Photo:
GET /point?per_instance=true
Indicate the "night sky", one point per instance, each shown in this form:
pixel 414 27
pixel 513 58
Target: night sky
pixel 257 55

++++++++++

**The problem**
Please repeat each of the items above without any changes.

**Exercise solution**
Photo:
GET /point?per_instance=true
Indicate the "night sky", one point per instance, each shown in this form:
pixel 414 27
pixel 513 58
Target: night sky
pixel 257 55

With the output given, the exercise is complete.